Aim of the task => Could you copy the records below exactly, keeping none of the images?

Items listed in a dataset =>
──────────────────────────────

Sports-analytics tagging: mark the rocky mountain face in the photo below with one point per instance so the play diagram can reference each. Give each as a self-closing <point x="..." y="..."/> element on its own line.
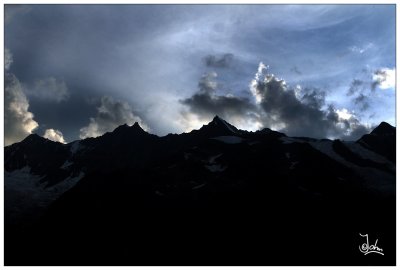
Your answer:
<point x="214" y="196"/>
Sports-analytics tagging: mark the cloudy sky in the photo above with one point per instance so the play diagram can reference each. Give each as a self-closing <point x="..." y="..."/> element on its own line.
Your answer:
<point x="77" y="71"/>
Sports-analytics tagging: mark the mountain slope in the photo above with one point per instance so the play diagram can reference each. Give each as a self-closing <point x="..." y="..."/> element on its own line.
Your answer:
<point x="216" y="193"/>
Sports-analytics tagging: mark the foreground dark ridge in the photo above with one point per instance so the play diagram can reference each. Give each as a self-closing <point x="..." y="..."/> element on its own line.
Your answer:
<point x="213" y="196"/>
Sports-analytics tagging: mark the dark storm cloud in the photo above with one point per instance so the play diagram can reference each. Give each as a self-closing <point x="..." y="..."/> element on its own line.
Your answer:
<point x="301" y="115"/>
<point x="18" y="120"/>
<point x="223" y="61"/>
<point x="206" y="103"/>
<point x="124" y="52"/>
<point x="362" y="100"/>
<point x="110" y="114"/>
<point x="355" y="87"/>
<point x="296" y="70"/>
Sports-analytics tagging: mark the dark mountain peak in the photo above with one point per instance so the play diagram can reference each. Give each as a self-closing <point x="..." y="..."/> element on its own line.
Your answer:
<point x="384" y="129"/>
<point x="31" y="138"/>
<point x="134" y="129"/>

──────────────────────────────

Reply to the exercise =>
Sports-analytics tagging: mark the rocky mountain face in the photo below with one point per instance so the play diagram can reference each. Give each as a self-closing <point x="..." y="..."/> element on its own line.
Your answer:
<point x="214" y="196"/>
Sports-analytics tagging: mark the cloudy sky in the photo above with one point per instance so the play diagram can reference each. Give each as a self-closing <point x="..." y="..."/> element on its own line.
Your answer:
<point x="77" y="71"/>
Sports-analytics tagging: mark the mountain slope in the photo above with one point per instance so the play diagram can reference each. Give each as a self-closing <point x="..." y="..."/> element on its own line.
Your answer:
<point x="216" y="193"/>
Sports-analytics tagging: mark the foreground dark ridge in the photo above with one point per instance so the play diagram can reference each. Give each as a self-closing <point x="..." y="..."/> element on its own line.
Your answer:
<point x="213" y="196"/>
Sports-analytics tagging: mark the dark storm cloud in the photo above with one point per instance so the play diagram can reference each. Give each as a self-closing <point x="..." y="..."/> element on its own line.
Your answer:
<point x="301" y="115"/>
<point x="18" y="120"/>
<point x="223" y="61"/>
<point x="206" y="103"/>
<point x="124" y="52"/>
<point x="362" y="100"/>
<point x="110" y="114"/>
<point x="355" y="87"/>
<point x="296" y="70"/>
Sports-analytics tagging: mark the dark mountain peak in the photo above with one point per instance so the play diagram can reference each. Give each as a self-closing <point x="..." y="..."/> element on its own line.
Your answer:
<point x="384" y="129"/>
<point x="31" y="138"/>
<point x="134" y="129"/>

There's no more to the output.